[Text block Boundary: Start]
The on-demand economy is a punching bag that is an irresistible target to a wide swath of people who find the current economic dynamic somewhat imperfect.
There are, broadly speaking, three arguments that make people want to throw a punch:
- The on-demand economy preys on vulnerable workers by stripping them of the benefits, fair wages, and job security. Salon’s epically titled “Good riddance, gig economy: Uber, Ayn Rand and the awesome collapse of Silicon Valley’s dream of destroying your job” neatly summarizes this argument.
- The on-demand economy is a fad. These people are not concerned with the impact on workers, but rather on the idea that the business model will never scale beyond Uber and maybe a few others – see the Wall Street Journal’s “The Entire Online Gig Economy Might Be Mostly Uber” for a take on this.
- There is no real consumer demand. A new study from the American Staffing Association titled “The Gig Economy’ Is Just Jargon to Most Americans” encapsulates this thinking by arguing that “the majority of Americans don’t believe that gig work will be a dominating force in the economy in the coming years.”
I believe that each of these lines of argument are fundamentally misguided; the real reason that the on-demand economy is here to stay is because there is a significant population who need and want the work. And it’s not a new phenomenon – in fact, the rationale for people turning to the on-demand economy is decades in the making.
On-demand work fills gaps created by the disappearance of the safe career job of a generation ago. A generation ago, there was a real expectation that hard work and loyalty would lead to longevity and a comfortable retirement. But that is a distant memory. In 1985, more than 60 percent of workers had a pension – today it’s less than 14 percent.
[Text block Boundary: End]
[Entries supplied Boundary: Start]
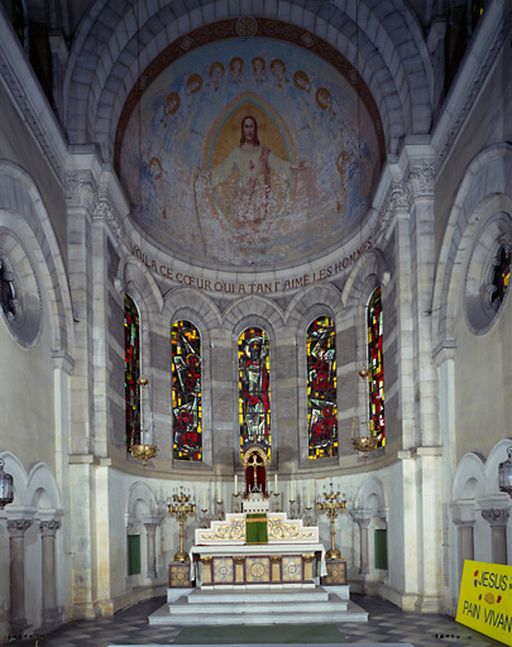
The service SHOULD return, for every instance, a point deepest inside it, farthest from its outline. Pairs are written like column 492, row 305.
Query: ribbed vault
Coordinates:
column 117, row 40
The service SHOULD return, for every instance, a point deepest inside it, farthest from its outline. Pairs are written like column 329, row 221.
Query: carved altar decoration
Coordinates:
column 255, row 546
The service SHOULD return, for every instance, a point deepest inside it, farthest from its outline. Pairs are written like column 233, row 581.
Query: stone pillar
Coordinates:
column 50, row 612
column 497, row 519
column 151, row 549
column 364, row 563
column 16, row 528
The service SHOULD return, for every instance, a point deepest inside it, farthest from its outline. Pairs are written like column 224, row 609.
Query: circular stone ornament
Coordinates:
column 20, row 307
column 486, row 286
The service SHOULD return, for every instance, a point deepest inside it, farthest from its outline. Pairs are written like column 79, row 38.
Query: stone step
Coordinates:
column 259, row 607
column 276, row 596
column 353, row 613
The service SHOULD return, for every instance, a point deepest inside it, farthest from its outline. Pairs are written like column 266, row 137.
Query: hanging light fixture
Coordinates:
column 145, row 449
column 362, row 444
column 505, row 474
column 6, row 487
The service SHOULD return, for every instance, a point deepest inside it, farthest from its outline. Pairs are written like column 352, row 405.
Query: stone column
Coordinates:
column 50, row 612
column 497, row 519
column 151, row 549
column 364, row 564
column 16, row 528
[Entries supplied Boundary: End]
- **Assignment**:
In the text on the on-demand economy, answer these:
(a) Which publication ran "The Entire Online Gig Economy Might Be Mostly Uber"?
(b) Which organization put out the new study on how most Americans view gig work?
(c) What share of workers had a pension in 1985?

- **Exercise answer**:
(a) The Wall Street Journal
(b) The American Staffing Association
(c) More than 60 percent